Find the string "Many" in the records. Copy every line it appears in.

> **Material to process**
= Beginning of Section =
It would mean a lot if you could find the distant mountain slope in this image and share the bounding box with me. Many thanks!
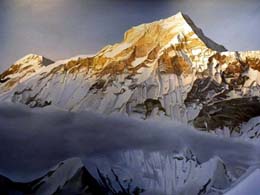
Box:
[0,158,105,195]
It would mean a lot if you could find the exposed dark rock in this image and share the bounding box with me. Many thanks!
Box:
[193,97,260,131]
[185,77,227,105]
= End of Section =
= Beginning of Section =
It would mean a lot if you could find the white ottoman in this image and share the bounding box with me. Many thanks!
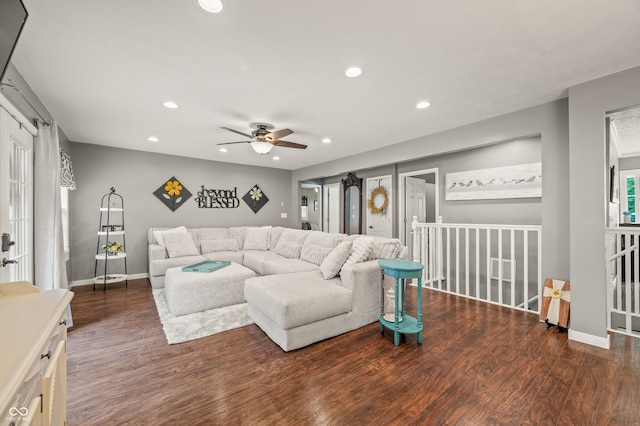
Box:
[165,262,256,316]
= End of Section =
> **Task answer**
It would mean a lot if you could find the distant mountain slope in this image and share the bounding box with me. Many thanks!
It would mean a lot if you could find the exposed dark rock in this image and share the bounding box with me. Many thanks!
It would mean a lot if you could find the white ottoman in this image and share the bounding box with me. Many thanks!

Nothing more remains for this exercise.